» **Passage to read**:
____
(2 of 2)
The economic penalties of the law can squeeze some defendants into plea- bargain agreements. Threatened by a RICO indictment and its sweeping forfeitures, the investment-banking firm of Drexel Burnham Lambert pleaded guilty to lesser charges last year and was hit with $650 million in penalties. Equally troubling to RICO targets is the law's ability to seize temporarily the assets of an accused before a trial begins -- even funds that would be used to pay a defense attorney. "Suddenly, there are a lot of born-again civil libertarians on Wall Street," says Michael Waldman, legislative director for Public Citizen Congress Watch.
Although civil RICO lawsuits total less than half of a percent of the federal civil caseload, the statute's civil provisions draw some of the heaviest fire. "The imaginations of prosecutors in drafting RICO indictments are at least restrained by the Justice Department," explains University of Texas law professor Michael Tigar, "but the imaginations of plaintiffs' lawyers are not similarly restrained." What encourages the creativity, says critics, is the possibility of obtaining treble damages and the enormous leverage of labeling an opponent a "racketeer." The result has been a widening array of civil RICO lawsuits, from common commercial litigation to provocative political disputes. The law has been invoked by victims of sexual harassment against their bosses, by tow-truck drivers against local sheriffs and by whistle-blowers against their employers. Earlier this year, a federal appeals court upheld the use of RICO by a Philadelphia abortion clinic against 26 right-to-lifers who forced their way into the building, castigated patients, knocked down workers and damaged equipment.
This June, for the second time in four years, the U.S. Supreme Court refused to narrow the sweep of civil RICO, preferring to leave the matter to Congress. Not surprisingly, that ruling recharged ongoing legislative efforts to reform RICO's civil provisions. Among the broad coalition pressing for changes are some of the very groups that have recently attracted the attention of prosecutors: accountants and securities and commodities dealers. Says Waldman: "It's a combination of The Untouchables and Showdown at Gucci Gulch." The congressional shoot-out to determine what happens to RICO could come this fall.
____
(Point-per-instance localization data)

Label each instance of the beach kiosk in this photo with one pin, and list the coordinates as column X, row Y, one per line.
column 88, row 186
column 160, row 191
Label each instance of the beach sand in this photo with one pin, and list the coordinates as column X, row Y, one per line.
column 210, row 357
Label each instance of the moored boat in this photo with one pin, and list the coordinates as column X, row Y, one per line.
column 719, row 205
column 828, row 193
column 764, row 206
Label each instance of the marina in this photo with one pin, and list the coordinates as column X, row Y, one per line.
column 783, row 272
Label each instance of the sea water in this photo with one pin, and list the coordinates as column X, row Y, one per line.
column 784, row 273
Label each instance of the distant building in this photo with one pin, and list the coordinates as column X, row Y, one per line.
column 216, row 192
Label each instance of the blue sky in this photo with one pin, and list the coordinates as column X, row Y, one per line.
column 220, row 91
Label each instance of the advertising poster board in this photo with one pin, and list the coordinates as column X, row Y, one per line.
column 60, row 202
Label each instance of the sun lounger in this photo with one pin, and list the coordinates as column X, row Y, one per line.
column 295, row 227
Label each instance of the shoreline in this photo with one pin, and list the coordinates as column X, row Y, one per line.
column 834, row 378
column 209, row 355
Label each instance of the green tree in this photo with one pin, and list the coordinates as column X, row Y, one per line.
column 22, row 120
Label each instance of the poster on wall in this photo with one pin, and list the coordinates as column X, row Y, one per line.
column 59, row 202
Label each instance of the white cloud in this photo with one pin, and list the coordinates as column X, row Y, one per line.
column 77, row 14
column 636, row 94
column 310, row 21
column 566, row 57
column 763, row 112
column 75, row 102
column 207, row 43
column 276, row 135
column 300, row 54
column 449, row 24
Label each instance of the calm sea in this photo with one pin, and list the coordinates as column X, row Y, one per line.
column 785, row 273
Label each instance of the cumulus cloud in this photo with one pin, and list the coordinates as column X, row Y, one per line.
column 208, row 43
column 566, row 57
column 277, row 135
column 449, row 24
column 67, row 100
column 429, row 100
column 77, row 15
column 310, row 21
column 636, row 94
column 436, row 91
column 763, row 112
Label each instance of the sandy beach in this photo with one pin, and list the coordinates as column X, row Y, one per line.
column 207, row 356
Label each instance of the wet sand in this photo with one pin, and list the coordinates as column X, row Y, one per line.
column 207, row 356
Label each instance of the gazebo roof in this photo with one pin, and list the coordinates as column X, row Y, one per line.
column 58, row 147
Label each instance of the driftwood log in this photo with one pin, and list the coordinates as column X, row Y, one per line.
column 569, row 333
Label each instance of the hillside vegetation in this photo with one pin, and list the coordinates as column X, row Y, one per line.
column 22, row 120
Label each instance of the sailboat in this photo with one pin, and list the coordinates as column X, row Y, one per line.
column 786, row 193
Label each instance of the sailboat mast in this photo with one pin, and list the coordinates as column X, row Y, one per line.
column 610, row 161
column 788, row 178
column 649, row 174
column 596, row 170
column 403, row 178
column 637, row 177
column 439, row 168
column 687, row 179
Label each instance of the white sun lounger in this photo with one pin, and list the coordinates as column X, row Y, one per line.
____
» **Requirement 1**:
Copy word for word the part of the RICO article starting with "The economic penalties" and going on through "Citizen Congress Watch.".
» **Requirement 2**:
Translate this sentence from the RICO article into Spanish: "This June, for the second time in four years, the U.S. Supreme Court refused to narrow the sweep of civil RICO, preferring to leave the matter to Congress."

» **Exercise output 1**:
The economic penalties of the law can squeeze some defendants into plea- bargain agreements. Threatened by a RICO indictment and its sweeping forfeitures, the investment-banking firm of Drexel Burnham Lambert pleaded guilty to lesser charges last year and was hit with $650 million in penalties. Equally troubling to RICO targets is the law's ability to seize temporarily the assets of an accused before a trial begins -- even funds that would be used to pay a defense attorney. "Suddenly, there are a lot of born-again civil libertarians on Wall Street," says Michael Waldman, legislative director for Public Citizen Congress Watch.

» **Exercise output 2**:
Este junio, por segunda vez en cuatro años, la Corte Suprema de EE. UU. se negó a restringir el alcance del RICO civil, prefiriendo dejar el asunto en manos del Congreso.